Collected data
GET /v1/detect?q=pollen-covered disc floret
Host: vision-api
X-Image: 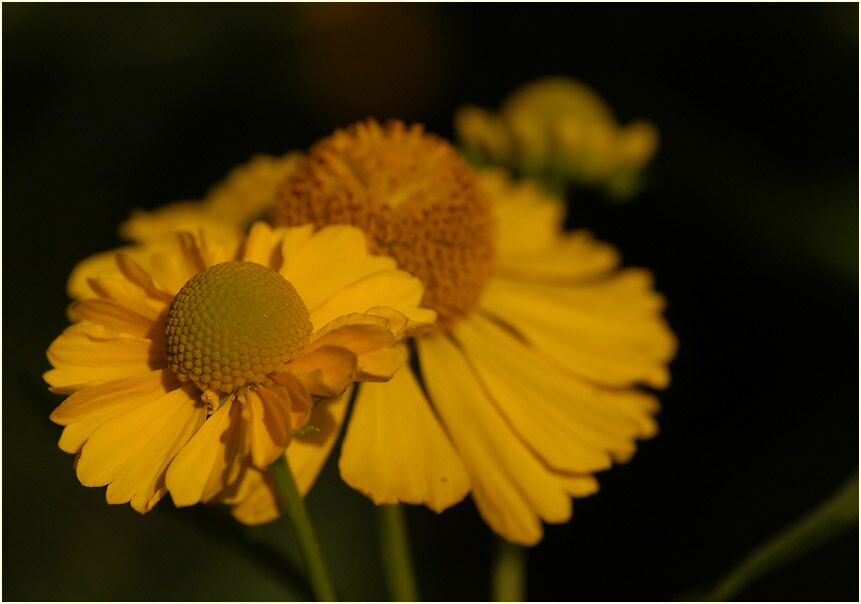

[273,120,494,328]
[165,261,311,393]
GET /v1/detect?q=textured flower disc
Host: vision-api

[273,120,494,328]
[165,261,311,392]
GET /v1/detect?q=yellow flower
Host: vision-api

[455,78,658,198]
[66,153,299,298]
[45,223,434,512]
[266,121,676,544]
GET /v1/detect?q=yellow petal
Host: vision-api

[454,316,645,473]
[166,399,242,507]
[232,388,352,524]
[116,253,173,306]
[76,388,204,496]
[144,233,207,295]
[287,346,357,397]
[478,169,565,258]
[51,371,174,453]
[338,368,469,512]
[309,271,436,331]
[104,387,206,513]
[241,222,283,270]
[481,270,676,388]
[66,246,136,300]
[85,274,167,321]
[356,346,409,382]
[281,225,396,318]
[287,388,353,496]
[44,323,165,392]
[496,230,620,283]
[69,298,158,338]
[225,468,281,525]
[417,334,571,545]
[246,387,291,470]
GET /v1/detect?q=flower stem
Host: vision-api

• [PROBLEM REQUIREMENTS]: Repeat everything from the line containing "GET /v1/detect?q=yellow flower" down through the end of the material, keeping both ends.

• [RESULT FOR THIS TASK]:
GET /v1/detect?q=yellow flower
Host: vision-api

[455,78,658,198]
[66,153,299,298]
[45,223,434,512]
[266,121,676,544]
GET /v1/detect?q=yellow petal
Host: vision-api

[454,316,645,473]
[166,399,242,507]
[232,388,352,524]
[116,253,173,306]
[76,388,204,496]
[144,233,207,295]
[287,346,357,397]
[478,169,565,258]
[51,371,174,453]
[338,368,469,512]
[309,271,436,331]
[104,387,206,513]
[241,222,283,270]
[481,270,676,388]
[66,246,136,300]
[85,274,167,321]
[356,346,409,382]
[281,225,396,318]
[287,388,353,496]
[44,323,165,392]
[496,230,620,283]
[69,298,158,338]
[225,468,281,525]
[417,334,571,545]
[246,387,291,470]
GET /v1/detect?q=flower stem
Host: vision-api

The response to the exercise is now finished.